▶ **The task**
Reproduce exactly the line with "I'd appreciate a quick analysis: locate every row" and the lines after it. Stop at the last line of the data and include nothing else.

################

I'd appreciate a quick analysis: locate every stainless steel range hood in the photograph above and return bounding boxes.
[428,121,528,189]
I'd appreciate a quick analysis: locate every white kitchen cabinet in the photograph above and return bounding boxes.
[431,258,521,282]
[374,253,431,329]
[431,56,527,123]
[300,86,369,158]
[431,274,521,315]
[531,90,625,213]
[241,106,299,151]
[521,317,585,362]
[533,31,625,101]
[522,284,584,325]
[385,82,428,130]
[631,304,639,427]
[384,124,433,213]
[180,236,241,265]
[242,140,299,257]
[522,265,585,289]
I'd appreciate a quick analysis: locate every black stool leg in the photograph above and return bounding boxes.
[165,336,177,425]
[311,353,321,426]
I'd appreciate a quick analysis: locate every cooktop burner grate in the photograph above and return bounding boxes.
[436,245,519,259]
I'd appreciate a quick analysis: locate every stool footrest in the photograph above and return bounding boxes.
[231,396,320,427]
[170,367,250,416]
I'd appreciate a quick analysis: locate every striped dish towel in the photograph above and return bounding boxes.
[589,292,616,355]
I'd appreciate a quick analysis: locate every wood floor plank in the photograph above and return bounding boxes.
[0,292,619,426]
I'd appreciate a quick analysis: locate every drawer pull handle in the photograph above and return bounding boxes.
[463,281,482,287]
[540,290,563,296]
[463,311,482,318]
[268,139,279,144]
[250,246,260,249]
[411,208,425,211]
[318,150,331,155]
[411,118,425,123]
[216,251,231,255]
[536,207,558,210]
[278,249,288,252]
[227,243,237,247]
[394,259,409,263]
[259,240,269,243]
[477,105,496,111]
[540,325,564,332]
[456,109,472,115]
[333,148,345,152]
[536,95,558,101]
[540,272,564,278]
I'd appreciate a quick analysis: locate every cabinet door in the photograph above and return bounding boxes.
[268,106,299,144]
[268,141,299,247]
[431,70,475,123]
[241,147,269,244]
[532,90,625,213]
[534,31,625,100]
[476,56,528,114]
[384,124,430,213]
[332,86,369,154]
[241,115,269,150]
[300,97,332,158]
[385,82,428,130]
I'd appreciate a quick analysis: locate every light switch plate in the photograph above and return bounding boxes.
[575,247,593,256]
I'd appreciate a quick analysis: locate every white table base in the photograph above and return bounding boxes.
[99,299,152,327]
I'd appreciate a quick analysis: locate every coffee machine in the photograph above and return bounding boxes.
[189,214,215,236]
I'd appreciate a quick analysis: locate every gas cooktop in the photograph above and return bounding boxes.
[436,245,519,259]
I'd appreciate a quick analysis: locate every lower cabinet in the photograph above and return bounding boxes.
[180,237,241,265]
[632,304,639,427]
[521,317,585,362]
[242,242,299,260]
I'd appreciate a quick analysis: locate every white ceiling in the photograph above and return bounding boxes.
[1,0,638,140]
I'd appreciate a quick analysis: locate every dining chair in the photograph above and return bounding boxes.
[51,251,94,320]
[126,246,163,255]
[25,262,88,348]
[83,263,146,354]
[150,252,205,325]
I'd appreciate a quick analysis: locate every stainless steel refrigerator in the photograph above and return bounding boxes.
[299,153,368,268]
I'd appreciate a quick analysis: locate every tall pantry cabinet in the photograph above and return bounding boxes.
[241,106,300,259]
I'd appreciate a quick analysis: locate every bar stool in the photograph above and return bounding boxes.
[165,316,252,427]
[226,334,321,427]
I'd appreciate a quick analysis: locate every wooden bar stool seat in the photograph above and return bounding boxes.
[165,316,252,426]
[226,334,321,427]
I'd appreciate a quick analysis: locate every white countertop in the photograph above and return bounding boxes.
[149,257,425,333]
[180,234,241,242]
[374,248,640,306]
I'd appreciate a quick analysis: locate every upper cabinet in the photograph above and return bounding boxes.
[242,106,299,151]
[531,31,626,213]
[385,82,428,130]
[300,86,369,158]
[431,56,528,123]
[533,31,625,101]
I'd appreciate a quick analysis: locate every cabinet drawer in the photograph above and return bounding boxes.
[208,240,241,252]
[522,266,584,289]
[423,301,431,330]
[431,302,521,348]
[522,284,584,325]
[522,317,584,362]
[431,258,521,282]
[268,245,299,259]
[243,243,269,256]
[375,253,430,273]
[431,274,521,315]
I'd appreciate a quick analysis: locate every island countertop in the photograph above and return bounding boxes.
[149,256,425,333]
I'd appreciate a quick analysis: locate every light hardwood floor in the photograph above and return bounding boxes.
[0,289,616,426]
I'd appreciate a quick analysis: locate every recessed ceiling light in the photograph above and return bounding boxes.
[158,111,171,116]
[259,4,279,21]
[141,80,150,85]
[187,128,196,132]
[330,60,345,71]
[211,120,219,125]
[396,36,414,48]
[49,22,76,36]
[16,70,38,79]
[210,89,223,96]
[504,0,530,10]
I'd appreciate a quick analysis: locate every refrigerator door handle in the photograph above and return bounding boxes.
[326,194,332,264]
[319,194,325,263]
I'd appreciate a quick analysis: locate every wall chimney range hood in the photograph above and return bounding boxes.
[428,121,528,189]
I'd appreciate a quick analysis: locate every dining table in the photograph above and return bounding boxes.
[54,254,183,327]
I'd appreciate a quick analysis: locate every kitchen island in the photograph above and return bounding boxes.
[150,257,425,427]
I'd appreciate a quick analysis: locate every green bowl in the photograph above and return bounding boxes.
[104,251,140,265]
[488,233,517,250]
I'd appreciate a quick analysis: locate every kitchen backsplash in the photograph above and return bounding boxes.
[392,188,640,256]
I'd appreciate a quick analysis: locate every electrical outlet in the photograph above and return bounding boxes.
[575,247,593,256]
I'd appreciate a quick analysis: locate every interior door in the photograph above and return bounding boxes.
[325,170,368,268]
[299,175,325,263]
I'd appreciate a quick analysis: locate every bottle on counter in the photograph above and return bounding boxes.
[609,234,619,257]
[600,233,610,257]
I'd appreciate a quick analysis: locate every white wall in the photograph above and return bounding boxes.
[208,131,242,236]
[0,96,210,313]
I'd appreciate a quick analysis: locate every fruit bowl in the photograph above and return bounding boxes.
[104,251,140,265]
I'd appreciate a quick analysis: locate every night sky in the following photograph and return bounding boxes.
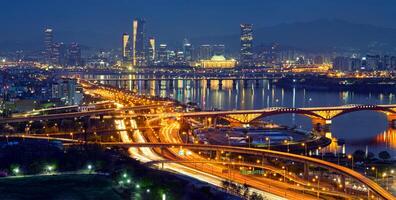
[1,0,396,49]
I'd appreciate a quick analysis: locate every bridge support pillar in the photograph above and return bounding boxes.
[215,150,221,160]
[311,118,331,134]
[303,162,309,180]
[144,80,149,88]
[341,175,346,192]
[243,80,249,88]
[156,80,161,88]
[386,113,396,128]
[204,117,216,127]
[255,79,260,87]
[131,80,135,89]
[232,80,237,89]
[195,80,200,88]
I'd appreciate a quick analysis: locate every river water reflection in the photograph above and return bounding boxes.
[88,75,396,157]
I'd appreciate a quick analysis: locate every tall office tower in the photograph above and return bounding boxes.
[240,23,254,66]
[198,45,212,60]
[158,44,168,64]
[44,28,54,63]
[176,51,185,64]
[67,42,82,66]
[51,42,67,66]
[365,55,380,70]
[382,55,391,70]
[148,37,156,65]
[212,44,225,56]
[122,33,131,63]
[391,56,396,70]
[333,56,352,71]
[132,18,146,67]
[183,39,193,62]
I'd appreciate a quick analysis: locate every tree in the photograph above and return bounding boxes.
[250,192,264,200]
[353,150,366,162]
[379,151,391,161]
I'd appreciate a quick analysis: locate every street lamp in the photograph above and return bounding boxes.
[383,172,389,190]
[46,165,55,174]
[246,136,251,148]
[371,167,378,182]
[12,167,20,176]
[265,137,270,150]
[314,175,320,198]
[283,139,289,152]
[347,154,354,170]
[301,143,307,155]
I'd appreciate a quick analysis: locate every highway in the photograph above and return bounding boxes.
[4,80,393,199]
[84,81,396,199]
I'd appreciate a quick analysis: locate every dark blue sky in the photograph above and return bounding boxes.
[1,0,396,49]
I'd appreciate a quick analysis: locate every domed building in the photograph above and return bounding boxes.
[200,55,236,68]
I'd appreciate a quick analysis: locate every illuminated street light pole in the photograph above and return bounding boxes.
[302,143,307,155]
[246,136,251,148]
[383,172,389,190]
[265,137,270,150]
[347,154,354,170]
[284,139,289,152]
[371,167,378,182]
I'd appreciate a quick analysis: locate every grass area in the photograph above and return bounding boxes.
[0,174,121,200]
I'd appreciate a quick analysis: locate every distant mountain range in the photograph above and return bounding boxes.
[192,19,396,53]
[1,19,396,53]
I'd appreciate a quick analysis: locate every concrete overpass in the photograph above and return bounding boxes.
[82,142,395,200]
[0,105,163,124]
[3,133,393,199]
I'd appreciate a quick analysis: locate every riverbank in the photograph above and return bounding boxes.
[273,75,396,93]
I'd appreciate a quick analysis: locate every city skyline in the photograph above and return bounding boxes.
[1,1,396,199]
[2,0,396,51]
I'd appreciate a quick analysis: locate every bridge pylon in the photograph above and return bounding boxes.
[386,113,396,128]
[311,118,331,134]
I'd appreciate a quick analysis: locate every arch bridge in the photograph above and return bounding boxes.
[146,104,396,131]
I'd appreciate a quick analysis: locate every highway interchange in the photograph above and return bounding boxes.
[1,80,395,200]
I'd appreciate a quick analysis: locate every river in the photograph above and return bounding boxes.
[86,75,396,158]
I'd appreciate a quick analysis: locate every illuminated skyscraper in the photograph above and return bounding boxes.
[198,45,212,60]
[122,33,131,63]
[213,44,225,56]
[51,42,67,66]
[132,18,146,67]
[148,37,156,65]
[158,44,168,64]
[67,42,82,66]
[44,28,54,63]
[183,39,193,62]
[240,23,254,66]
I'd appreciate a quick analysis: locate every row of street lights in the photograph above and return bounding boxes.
[11,164,94,176]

################

▶ **Task result**
I'd appreciate a quick analysis: locate every row of street lights in the photograph above and return bounding boxes.
[11,164,94,176]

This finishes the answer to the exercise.